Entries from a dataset
------------

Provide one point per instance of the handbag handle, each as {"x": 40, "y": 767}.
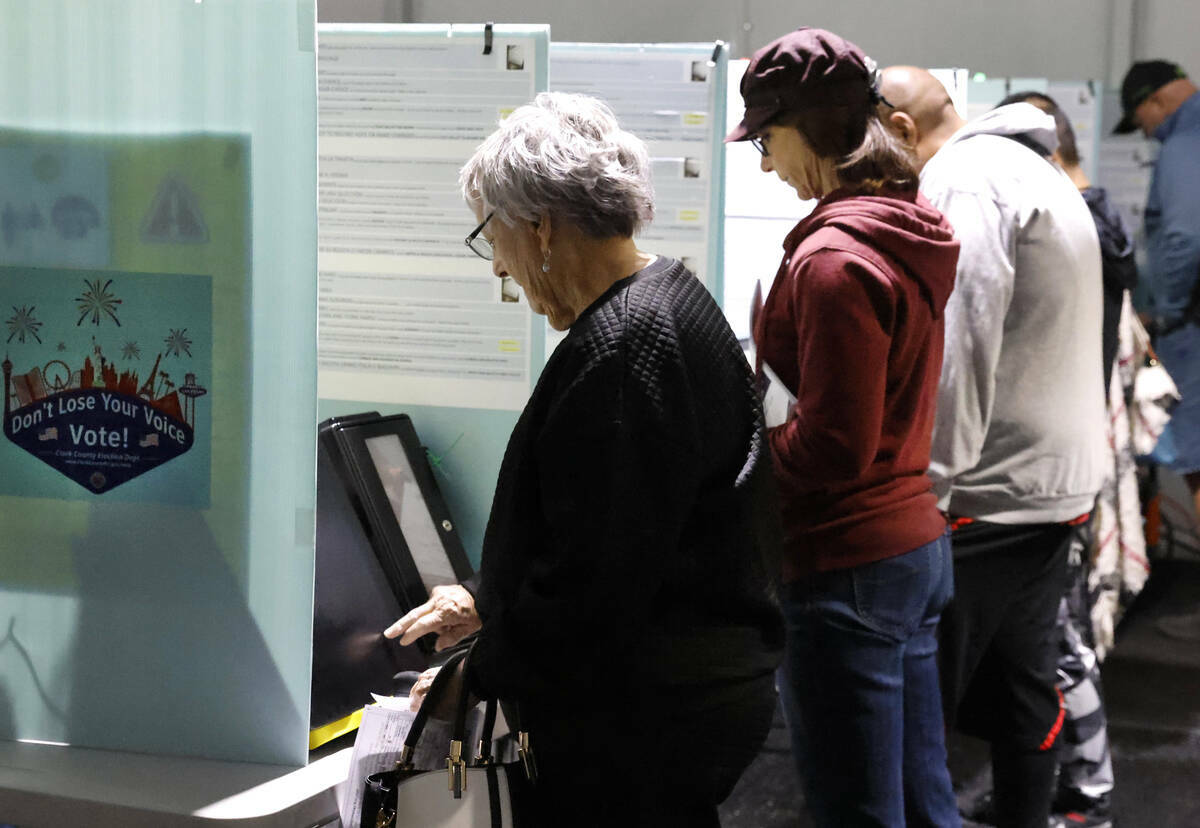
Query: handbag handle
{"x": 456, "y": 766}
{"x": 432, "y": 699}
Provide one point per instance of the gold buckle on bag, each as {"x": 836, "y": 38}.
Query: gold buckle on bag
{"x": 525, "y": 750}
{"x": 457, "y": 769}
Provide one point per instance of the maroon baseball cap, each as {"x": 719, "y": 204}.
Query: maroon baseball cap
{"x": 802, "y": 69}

------------

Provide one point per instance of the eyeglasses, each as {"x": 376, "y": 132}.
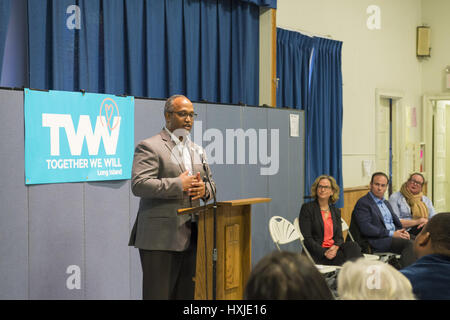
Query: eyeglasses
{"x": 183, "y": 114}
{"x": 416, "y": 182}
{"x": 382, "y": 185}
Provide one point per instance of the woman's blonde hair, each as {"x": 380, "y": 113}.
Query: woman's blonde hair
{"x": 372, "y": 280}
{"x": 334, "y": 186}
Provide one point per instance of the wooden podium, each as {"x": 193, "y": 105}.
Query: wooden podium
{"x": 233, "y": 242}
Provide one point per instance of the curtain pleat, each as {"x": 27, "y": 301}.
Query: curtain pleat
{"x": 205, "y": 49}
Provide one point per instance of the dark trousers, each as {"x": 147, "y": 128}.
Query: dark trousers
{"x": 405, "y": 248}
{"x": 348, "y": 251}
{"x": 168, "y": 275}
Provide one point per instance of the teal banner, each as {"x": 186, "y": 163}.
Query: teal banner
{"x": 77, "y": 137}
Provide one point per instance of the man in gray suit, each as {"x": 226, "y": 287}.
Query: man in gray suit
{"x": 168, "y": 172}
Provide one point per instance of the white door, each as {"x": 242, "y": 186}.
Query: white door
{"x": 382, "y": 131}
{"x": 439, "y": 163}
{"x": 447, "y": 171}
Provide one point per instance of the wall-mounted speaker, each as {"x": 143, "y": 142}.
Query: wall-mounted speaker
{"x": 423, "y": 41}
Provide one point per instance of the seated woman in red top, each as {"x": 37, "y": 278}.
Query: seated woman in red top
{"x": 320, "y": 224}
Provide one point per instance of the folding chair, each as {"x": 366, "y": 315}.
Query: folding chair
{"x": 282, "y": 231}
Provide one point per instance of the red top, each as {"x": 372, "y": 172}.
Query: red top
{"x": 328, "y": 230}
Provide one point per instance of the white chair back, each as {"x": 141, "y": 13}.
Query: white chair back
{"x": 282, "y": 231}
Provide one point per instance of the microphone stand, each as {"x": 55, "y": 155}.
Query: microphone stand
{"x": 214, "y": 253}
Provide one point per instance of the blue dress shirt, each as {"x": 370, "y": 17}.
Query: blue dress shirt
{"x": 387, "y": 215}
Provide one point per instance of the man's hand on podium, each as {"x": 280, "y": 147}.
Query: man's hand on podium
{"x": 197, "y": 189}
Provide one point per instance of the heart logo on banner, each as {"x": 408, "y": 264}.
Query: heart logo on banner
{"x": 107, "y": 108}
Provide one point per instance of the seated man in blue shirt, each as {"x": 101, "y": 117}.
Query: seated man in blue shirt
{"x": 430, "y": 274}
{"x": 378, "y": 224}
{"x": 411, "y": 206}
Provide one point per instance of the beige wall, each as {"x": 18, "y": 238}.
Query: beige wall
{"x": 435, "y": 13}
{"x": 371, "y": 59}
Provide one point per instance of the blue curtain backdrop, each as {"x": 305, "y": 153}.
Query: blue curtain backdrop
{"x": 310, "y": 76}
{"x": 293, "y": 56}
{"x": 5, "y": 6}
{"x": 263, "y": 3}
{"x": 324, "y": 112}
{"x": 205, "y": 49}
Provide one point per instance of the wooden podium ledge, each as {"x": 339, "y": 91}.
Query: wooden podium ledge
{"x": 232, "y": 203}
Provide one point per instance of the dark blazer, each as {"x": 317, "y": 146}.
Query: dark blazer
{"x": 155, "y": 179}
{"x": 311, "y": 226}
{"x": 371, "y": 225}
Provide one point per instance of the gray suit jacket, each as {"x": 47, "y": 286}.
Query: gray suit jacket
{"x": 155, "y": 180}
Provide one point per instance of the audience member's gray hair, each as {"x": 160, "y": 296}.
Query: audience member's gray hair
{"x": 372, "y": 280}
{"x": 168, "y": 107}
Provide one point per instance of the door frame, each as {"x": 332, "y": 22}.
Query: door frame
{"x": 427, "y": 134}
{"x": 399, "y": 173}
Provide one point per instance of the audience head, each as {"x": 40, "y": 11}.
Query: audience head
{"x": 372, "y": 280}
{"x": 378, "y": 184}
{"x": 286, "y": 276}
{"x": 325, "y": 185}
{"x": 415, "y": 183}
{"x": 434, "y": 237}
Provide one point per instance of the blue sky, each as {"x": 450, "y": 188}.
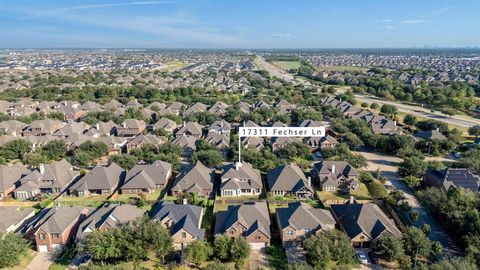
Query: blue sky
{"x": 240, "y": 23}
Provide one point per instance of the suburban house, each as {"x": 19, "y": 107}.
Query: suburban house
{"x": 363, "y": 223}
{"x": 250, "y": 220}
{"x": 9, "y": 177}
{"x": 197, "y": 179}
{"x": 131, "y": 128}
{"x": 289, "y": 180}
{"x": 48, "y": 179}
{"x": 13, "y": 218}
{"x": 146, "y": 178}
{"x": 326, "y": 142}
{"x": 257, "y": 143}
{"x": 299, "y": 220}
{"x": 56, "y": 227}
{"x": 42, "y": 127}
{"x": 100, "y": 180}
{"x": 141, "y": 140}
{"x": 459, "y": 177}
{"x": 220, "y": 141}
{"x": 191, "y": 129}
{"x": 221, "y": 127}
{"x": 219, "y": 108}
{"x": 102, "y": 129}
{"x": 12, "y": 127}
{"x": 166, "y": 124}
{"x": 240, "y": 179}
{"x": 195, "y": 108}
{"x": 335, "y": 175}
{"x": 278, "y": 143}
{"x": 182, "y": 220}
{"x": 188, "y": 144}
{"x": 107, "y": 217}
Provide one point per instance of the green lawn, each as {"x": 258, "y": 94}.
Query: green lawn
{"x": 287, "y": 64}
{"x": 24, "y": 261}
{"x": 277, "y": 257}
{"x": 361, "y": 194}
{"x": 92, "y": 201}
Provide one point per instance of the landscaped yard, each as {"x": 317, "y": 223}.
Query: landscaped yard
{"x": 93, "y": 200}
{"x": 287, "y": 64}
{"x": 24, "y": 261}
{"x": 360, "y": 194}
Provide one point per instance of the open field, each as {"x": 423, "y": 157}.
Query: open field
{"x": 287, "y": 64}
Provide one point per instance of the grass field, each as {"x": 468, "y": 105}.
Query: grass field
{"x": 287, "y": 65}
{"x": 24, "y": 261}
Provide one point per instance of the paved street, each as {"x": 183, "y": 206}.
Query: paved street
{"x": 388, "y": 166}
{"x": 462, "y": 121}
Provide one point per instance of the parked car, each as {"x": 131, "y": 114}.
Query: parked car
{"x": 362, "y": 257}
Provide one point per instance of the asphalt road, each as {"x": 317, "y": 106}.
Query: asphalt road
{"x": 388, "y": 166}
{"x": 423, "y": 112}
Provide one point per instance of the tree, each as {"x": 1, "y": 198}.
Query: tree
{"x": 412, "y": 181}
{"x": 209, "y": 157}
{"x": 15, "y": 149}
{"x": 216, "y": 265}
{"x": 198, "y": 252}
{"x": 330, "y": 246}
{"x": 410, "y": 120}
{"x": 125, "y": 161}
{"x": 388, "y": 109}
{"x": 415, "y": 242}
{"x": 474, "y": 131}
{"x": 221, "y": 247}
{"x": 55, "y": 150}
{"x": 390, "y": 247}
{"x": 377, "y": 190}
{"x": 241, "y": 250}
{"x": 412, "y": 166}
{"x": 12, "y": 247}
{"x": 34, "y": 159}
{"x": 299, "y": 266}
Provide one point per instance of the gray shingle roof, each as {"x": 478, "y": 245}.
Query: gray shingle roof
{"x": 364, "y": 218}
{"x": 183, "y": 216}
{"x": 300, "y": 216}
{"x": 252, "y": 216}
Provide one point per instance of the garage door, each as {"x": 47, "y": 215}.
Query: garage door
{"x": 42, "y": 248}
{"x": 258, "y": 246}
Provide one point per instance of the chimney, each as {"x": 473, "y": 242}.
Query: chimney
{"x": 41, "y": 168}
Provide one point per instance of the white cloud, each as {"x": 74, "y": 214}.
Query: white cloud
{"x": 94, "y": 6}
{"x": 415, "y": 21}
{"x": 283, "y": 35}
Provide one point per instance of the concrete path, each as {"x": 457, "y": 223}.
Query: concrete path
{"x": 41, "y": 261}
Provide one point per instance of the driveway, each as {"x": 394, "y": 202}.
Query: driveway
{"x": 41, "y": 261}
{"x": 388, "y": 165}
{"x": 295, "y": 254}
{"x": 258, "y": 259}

------------

Filter the items above, keeping every line that contains the word "woman". Copy those lines and leave out the rest.

-- Response to the task --
Provide one point per instance of the woman's blonde hair, each as {"x": 380, "y": 113}.
Query: woman's blonde hair
Provide one point per instance of the seated woman in red top, each as {"x": 37, "y": 278}.
Query: seated woman in red top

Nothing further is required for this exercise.